◆ WHAT YOU NEED TO DO ◆
Reproduce the data from the line holding "I bet you can't find the solar" through the end of the data, inclusive. Scale every bounding-box coordinate in the answers by 2, rounding to whole numbers with halves rounded up, and leave all other text unchanged, including the sample coordinates in the stated format.

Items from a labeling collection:

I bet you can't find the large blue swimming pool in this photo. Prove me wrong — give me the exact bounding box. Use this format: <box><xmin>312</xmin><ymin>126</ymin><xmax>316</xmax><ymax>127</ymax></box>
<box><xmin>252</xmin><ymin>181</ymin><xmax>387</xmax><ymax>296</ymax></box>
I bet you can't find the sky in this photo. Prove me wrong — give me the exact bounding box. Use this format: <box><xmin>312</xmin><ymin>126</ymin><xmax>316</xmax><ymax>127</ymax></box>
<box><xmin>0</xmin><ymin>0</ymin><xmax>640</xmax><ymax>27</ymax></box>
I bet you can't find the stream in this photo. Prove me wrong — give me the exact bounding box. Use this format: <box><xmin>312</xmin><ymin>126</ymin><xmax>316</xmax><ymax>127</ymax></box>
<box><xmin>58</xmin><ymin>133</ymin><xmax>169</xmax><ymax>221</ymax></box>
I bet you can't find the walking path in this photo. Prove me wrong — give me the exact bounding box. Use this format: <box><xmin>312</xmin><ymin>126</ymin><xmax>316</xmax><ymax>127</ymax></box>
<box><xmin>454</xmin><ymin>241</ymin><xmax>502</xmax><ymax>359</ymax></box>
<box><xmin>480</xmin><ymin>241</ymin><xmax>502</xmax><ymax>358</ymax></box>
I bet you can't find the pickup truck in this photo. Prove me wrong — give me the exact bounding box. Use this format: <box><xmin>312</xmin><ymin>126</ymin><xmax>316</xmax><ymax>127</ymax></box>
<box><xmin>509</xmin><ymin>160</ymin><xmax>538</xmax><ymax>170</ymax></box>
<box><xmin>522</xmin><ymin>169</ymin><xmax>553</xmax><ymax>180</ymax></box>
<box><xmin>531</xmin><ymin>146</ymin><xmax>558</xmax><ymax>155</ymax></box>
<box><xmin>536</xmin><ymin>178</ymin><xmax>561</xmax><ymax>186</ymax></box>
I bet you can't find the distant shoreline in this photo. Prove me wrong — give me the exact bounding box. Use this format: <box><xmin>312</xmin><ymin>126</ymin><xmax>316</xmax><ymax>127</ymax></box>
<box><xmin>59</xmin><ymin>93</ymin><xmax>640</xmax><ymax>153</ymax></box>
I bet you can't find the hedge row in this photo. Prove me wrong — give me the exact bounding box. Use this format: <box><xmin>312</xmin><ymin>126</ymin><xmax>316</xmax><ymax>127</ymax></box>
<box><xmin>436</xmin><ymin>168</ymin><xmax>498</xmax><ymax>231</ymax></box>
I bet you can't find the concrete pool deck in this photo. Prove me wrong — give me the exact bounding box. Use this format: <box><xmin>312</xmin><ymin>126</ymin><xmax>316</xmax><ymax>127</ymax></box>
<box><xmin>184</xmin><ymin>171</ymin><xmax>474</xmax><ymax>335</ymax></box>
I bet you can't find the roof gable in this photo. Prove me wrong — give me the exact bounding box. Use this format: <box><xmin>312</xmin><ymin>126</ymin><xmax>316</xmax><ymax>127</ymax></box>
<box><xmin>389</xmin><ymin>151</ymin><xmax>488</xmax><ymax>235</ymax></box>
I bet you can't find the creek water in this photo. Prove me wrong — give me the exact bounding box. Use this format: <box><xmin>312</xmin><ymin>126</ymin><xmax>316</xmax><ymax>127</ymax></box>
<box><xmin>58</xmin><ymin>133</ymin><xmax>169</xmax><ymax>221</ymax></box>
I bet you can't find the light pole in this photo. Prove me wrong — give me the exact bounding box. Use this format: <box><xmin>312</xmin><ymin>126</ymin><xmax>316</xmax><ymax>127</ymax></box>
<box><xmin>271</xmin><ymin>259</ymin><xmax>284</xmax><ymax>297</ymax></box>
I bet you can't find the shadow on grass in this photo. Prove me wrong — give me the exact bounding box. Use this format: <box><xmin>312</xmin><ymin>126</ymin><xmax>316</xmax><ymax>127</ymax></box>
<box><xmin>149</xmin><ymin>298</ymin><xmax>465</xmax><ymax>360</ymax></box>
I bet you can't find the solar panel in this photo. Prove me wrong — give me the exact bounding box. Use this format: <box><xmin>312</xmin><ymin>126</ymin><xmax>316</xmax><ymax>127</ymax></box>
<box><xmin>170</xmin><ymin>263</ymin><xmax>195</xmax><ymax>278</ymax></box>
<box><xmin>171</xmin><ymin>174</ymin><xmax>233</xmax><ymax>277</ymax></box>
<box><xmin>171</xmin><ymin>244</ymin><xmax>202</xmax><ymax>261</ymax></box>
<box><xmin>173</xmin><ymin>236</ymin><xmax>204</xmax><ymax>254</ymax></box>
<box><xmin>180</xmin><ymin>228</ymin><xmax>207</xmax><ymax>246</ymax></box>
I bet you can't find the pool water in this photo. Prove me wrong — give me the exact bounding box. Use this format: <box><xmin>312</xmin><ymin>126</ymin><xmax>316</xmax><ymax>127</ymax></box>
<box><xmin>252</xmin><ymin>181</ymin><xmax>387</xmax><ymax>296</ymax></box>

◆ FINAL RESULT ◆
I bet you can't find the solar panel in this photo. Prove me wrong — give me the exact bounding box. Use this format: <box><xmin>312</xmin><ymin>126</ymin><xmax>316</xmax><ymax>127</ymax></box>
<box><xmin>340</xmin><ymin>526</ymin><xmax>390</xmax><ymax>556</ymax></box>
<box><xmin>342</xmin><ymin>348</ymin><xmax>466</xmax><ymax>554</ymax></box>
<box><xmin>342</xmin><ymin>488</ymin><xmax>404</xmax><ymax>522</ymax></box>
<box><xmin>346</xmin><ymin>472</ymin><xmax>408</xmax><ymax>508</ymax></box>
<box><xmin>360</xmin><ymin>456</ymin><xmax>414</xmax><ymax>492</ymax></box>
I bet you can't find the pool water in this photo. Prove me wrong — give me the exact bounding box. Use this format: <box><xmin>312</xmin><ymin>126</ymin><xmax>316</xmax><ymax>127</ymax></box>
<box><xmin>504</xmin><ymin>362</ymin><xmax>774</xmax><ymax>592</ymax></box>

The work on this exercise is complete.